§ **Exercise directions**
Keep each line of the material that includes "white", and leave out the rest.

§ **Materials provided**
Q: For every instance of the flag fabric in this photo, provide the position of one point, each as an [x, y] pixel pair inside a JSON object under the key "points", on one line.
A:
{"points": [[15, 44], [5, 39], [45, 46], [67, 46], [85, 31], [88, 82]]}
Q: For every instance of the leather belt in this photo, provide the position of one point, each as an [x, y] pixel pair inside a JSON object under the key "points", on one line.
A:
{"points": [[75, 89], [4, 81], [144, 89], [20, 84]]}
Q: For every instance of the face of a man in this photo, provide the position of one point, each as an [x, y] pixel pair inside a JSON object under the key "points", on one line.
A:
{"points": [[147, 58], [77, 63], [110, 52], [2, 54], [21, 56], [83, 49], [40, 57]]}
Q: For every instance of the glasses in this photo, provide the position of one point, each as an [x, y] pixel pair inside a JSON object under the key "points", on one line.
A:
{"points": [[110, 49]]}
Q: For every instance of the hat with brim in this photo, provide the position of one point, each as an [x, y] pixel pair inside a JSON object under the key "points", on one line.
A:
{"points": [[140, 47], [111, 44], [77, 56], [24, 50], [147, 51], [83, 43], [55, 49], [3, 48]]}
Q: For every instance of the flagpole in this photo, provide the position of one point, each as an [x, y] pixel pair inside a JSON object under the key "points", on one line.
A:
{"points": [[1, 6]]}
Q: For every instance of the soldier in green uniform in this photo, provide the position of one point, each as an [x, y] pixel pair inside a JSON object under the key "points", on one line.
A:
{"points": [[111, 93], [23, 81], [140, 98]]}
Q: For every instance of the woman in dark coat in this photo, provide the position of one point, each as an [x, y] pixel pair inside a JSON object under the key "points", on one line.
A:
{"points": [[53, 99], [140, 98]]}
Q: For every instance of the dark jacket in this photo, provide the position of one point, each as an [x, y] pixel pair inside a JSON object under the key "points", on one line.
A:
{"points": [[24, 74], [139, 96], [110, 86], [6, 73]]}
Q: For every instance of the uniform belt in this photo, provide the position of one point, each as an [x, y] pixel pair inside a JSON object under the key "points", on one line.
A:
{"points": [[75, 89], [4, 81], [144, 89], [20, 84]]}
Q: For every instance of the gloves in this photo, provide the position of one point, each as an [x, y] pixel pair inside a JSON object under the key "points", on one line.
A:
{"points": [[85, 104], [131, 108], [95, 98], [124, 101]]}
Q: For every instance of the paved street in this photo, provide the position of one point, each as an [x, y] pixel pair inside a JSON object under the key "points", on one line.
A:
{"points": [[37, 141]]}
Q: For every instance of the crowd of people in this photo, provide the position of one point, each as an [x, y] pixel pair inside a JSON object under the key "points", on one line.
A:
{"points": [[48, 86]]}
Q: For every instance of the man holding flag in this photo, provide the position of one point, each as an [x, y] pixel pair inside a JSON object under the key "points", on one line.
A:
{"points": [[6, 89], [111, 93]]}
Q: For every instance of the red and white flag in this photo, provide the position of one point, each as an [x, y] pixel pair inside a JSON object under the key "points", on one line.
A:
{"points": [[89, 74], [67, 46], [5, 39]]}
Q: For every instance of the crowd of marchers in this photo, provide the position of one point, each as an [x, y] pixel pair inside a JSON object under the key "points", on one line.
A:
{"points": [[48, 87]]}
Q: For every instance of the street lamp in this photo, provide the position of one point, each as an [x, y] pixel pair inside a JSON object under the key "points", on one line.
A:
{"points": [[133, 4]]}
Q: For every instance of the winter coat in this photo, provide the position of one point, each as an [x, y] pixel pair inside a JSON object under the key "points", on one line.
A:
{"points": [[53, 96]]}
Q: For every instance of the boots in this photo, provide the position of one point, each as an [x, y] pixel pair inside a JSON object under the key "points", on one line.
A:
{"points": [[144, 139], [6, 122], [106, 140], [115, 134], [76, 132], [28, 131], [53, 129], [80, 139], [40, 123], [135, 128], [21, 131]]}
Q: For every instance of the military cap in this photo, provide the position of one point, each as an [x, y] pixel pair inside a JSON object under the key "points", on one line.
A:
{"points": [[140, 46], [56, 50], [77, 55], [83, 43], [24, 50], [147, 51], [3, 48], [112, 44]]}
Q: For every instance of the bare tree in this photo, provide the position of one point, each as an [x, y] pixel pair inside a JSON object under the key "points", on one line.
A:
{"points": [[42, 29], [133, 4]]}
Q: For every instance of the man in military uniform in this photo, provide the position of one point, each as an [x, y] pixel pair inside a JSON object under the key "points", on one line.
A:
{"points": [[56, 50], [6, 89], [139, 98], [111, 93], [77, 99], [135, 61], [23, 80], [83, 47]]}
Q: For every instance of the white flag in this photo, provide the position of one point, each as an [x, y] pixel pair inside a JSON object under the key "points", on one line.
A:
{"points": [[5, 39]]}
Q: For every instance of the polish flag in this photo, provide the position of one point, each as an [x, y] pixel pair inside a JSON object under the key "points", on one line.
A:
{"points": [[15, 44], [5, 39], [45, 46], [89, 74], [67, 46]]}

§ **Response**
Q: For every instance of the red and white flag in this photo, provide the position of one point, each as an [x, y] pixel pair inside a JSON object under the key "points", on one line.
Q: For every instance of the white flag in this photo, provide the position of one point, each as an [x, y] pixel pair inside a JSON object under the key "points", on one line.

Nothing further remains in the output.